Assigned task:
A single number is expected: the count of lines below where the word "stone" occurs.

Exercise material:
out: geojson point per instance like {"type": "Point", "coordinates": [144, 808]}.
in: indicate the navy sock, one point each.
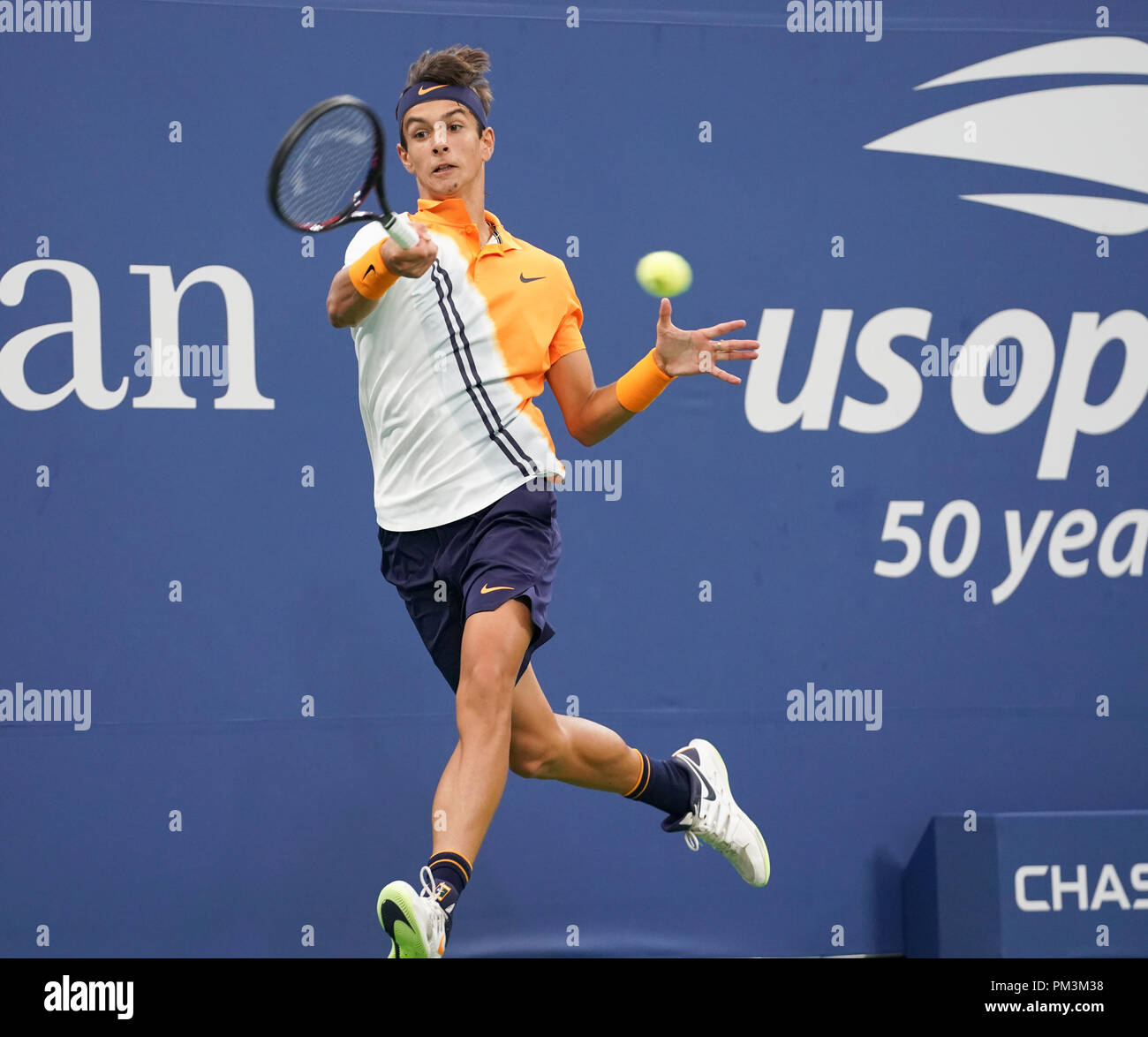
{"type": "Point", "coordinates": [451, 872]}
{"type": "Point", "coordinates": [665, 784]}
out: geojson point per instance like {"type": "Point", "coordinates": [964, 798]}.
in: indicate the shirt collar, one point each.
{"type": "Point", "coordinates": [452, 211]}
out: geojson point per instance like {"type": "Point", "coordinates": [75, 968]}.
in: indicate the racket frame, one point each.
{"type": "Point", "coordinates": [400, 230]}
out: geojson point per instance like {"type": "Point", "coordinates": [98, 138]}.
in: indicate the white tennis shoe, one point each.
{"type": "Point", "coordinates": [417, 925]}
{"type": "Point", "coordinates": [716, 819]}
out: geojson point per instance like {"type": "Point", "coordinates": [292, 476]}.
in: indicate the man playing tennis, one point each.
{"type": "Point", "coordinates": [455, 337]}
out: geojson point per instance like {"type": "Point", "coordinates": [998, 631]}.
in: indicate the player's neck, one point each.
{"type": "Point", "coordinates": [473, 196]}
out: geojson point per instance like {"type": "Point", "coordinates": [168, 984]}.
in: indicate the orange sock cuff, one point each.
{"type": "Point", "coordinates": [370, 275]}
{"type": "Point", "coordinates": [639, 386]}
{"type": "Point", "coordinates": [455, 859]}
{"type": "Point", "coordinates": [639, 787]}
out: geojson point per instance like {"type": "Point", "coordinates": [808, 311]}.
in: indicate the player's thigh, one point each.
{"type": "Point", "coordinates": [535, 733]}
{"type": "Point", "coordinates": [494, 643]}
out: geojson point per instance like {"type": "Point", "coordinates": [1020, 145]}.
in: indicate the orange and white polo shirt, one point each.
{"type": "Point", "coordinates": [449, 364]}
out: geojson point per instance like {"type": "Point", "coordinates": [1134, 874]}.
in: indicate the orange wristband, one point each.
{"type": "Point", "coordinates": [370, 275]}
{"type": "Point", "coordinates": [639, 386]}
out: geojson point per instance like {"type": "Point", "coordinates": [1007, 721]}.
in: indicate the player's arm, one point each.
{"type": "Point", "coordinates": [592, 413]}
{"type": "Point", "coordinates": [356, 290]}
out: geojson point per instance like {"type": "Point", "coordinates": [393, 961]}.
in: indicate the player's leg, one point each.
{"type": "Point", "coordinates": [473, 781]}
{"type": "Point", "coordinates": [574, 750]}
{"type": "Point", "coordinates": [493, 646]}
{"type": "Point", "coordinates": [691, 785]}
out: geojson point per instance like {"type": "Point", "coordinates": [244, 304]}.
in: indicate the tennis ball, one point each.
{"type": "Point", "coordinates": [664, 274]}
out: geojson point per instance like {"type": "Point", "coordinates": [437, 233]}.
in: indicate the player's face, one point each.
{"type": "Point", "coordinates": [444, 149]}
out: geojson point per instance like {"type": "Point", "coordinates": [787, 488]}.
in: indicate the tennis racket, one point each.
{"type": "Point", "coordinates": [326, 167]}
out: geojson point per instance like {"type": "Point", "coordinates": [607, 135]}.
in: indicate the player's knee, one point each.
{"type": "Point", "coordinates": [487, 677]}
{"type": "Point", "coordinates": [538, 757]}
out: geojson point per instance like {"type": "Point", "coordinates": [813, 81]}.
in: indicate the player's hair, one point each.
{"type": "Point", "coordinates": [456, 65]}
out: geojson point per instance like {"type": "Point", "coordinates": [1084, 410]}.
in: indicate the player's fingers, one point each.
{"type": "Point", "coordinates": [724, 375]}
{"type": "Point", "coordinates": [722, 329]}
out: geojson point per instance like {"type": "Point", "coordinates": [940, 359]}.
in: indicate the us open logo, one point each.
{"type": "Point", "coordinates": [1091, 132]}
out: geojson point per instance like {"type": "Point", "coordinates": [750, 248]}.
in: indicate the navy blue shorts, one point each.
{"type": "Point", "coordinates": [509, 549]}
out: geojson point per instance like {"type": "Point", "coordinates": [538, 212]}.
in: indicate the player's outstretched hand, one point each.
{"type": "Point", "coordinates": [412, 262]}
{"type": "Point", "coordinates": [695, 352]}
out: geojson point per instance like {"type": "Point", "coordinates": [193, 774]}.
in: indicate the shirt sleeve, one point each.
{"type": "Point", "coordinates": [569, 336]}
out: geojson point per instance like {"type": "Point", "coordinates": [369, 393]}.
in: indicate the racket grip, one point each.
{"type": "Point", "coordinates": [401, 232]}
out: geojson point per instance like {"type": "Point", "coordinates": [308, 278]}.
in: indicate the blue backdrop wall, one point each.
{"type": "Point", "coordinates": [194, 556]}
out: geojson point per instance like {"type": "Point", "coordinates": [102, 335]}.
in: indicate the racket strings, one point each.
{"type": "Point", "coordinates": [328, 169]}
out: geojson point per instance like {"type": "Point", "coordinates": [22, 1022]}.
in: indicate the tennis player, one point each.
{"type": "Point", "coordinates": [455, 337]}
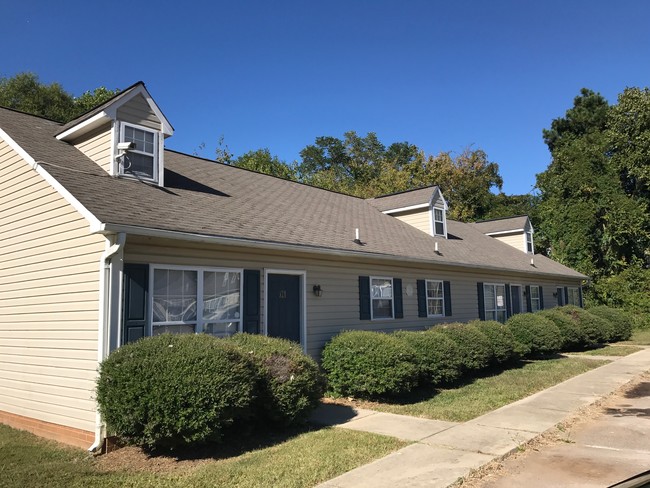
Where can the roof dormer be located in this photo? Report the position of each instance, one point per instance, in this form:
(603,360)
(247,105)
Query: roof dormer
(424,209)
(514,231)
(124,135)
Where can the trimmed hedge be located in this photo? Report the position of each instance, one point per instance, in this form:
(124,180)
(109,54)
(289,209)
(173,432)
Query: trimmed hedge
(622,321)
(175,390)
(474,347)
(504,346)
(369,364)
(573,336)
(537,334)
(437,356)
(290,383)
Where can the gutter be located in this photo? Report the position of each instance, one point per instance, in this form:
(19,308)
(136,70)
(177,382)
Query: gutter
(280,246)
(105,281)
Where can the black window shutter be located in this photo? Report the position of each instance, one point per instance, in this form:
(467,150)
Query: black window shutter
(580,297)
(447,290)
(481,301)
(364,297)
(422,298)
(136,284)
(397,296)
(251,319)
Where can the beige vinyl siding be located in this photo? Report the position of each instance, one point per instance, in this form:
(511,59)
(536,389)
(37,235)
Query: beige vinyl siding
(338,307)
(97,146)
(514,240)
(49,300)
(137,111)
(420,219)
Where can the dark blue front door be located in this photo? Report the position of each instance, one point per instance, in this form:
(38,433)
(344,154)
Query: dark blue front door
(284,306)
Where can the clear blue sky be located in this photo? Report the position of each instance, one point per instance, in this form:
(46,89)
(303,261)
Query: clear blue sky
(277,74)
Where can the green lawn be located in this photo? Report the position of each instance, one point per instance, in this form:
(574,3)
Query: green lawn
(489,393)
(302,461)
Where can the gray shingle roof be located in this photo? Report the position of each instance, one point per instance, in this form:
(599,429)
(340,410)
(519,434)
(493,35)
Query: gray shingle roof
(212,199)
(502,225)
(403,199)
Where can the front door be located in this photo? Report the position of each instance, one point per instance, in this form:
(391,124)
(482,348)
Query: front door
(283,306)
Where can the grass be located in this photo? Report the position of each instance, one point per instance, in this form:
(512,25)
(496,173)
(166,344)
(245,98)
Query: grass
(488,393)
(623,350)
(304,460)
(640,337)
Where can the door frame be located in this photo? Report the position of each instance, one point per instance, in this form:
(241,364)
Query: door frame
(302,300)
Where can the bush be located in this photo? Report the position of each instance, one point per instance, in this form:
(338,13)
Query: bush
(594,329)
(474,347)
(290,383)
(369,364)
(175,390)
(437,356)
(573,336)
(504,346)
(621,321)
(536,333)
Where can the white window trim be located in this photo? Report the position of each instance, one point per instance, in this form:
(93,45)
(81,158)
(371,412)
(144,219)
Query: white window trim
(433,221)
(157,166)
(497,309)
(199,293)
(442,287)
(538,299)
(303,302)
(392,299)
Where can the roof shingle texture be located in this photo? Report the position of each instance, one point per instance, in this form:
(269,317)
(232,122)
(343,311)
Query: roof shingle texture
(212,199)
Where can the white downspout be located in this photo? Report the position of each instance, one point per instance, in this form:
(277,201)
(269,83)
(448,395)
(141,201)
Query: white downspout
(104,319)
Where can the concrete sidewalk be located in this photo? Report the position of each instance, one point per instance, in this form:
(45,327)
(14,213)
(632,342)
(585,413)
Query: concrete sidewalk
(444,451)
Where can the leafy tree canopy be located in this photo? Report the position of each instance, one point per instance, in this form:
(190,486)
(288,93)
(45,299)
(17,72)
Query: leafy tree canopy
(26,93)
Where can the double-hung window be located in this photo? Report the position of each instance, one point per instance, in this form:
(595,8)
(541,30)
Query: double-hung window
(435,298)
(535,300)
(494,301)
(186,300)
(381,295)
(142,160)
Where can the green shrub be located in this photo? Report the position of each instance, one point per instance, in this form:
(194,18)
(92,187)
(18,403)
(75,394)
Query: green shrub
(474,347)
(369,364)
(536,333)
(437,356)
(573,336)
(174,390)
(290,382)
(621,321)
(504,346)
(594,329)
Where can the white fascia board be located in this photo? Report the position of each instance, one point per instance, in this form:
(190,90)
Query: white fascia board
(405,209)
(93,221)
(251,243)
(85,126)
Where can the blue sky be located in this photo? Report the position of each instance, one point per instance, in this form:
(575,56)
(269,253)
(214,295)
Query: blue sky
(440,74)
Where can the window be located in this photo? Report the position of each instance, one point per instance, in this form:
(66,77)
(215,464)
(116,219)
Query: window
(196,300)
(435,298)
(535,300)
(438,222)
(573,295)
(381,294)
(494,301)
(141,161)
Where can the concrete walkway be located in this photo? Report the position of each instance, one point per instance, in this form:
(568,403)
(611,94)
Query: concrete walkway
(442,452)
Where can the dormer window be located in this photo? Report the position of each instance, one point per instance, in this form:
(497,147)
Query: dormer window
(141,161)
(439,222)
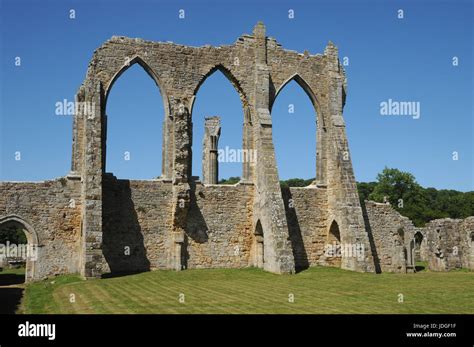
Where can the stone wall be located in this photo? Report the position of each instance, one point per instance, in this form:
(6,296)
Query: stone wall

Answer area:
2